# [Task objective]
Update the stretch of the listing from the line containing "For the evaluation set, tag every instance of the white soccer" through the line containing "[[329, 64], [214, 80]]" by changing "stadium" to "arena" everywhere it occurs, keeping all other text unchanged.

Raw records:
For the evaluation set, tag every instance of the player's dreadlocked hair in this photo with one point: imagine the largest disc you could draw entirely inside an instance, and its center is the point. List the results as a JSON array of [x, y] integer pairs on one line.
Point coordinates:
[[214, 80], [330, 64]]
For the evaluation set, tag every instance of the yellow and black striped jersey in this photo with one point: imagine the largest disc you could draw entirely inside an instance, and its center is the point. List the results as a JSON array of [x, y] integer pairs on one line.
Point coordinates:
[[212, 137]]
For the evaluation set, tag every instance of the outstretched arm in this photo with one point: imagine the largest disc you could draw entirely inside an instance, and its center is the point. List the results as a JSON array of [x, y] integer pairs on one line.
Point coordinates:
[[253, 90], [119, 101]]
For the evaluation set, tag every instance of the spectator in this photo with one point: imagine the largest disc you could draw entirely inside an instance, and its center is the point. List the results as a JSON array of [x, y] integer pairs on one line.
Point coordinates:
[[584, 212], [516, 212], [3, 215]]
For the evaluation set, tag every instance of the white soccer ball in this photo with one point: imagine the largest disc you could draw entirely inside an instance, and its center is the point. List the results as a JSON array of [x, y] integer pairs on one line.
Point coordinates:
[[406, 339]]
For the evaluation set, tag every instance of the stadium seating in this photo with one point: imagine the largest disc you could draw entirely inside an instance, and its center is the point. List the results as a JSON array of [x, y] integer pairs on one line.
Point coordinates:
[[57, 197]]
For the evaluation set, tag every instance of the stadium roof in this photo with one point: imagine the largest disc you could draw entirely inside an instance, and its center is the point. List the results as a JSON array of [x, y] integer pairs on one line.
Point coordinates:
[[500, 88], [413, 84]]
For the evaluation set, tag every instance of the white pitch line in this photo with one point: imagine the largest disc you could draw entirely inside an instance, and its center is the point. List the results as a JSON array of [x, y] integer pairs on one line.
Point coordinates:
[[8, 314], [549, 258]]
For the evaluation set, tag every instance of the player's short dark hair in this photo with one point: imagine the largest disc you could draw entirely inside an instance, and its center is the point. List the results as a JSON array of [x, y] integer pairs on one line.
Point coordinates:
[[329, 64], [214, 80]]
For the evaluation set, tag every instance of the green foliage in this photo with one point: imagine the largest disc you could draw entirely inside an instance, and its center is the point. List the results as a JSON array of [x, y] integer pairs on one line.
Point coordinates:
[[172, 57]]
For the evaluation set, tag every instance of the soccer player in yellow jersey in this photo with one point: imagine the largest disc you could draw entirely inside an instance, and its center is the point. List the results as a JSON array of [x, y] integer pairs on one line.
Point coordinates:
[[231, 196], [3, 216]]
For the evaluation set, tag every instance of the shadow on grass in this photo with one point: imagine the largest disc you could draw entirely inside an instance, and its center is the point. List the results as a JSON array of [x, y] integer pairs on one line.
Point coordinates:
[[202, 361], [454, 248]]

# [Reply to the exercise]
For the evaluation set, tag every instance of the white soccer ball in this photo with one point: imagine the largest disc you could draw entirely inside an instance, and its center is the point. List the results as a JSON array of [x, y] integer pairs on one line.
Point coordinates:
[[406, 339]]
For the evaluation set, tag every instance of the arena seating in this photo with one point: imagine the largest disc you could draw entirely inside an instance, and its center is the point. List the results as a JSON array of [x, y] integer pairs on one line.
Point coordinates:
[[57, 197]]
For the evaluation set, tag every instance of the arena roof in this photo with one point: imagine the largest disc you could draw entirely inside an instance, and its center is the point. List the results as a JSON array of [x, y] integer pairs on one line.
Point coordinates:
[[500, 88], [413, 84]]
For the evaluation set, tag every instance of the white pitch line in this photo with one point: imagine the largest disc you could draw entirely inside an instance, and its center is the point. List the results as a JSON array of [x, y] integer pairs on one line.
Point coordinates:
[[8, 314], [549, 258]]
For the evaluation set, tag every instance of the player's short dark hair in this photo with one point: imagine the largest disc you could draw entirely inside an instance, and its center is the point. List the results as a JSON array of [x, y] integer pairs on one line.
Point coordinates:
[[329, 64], [214, 80]]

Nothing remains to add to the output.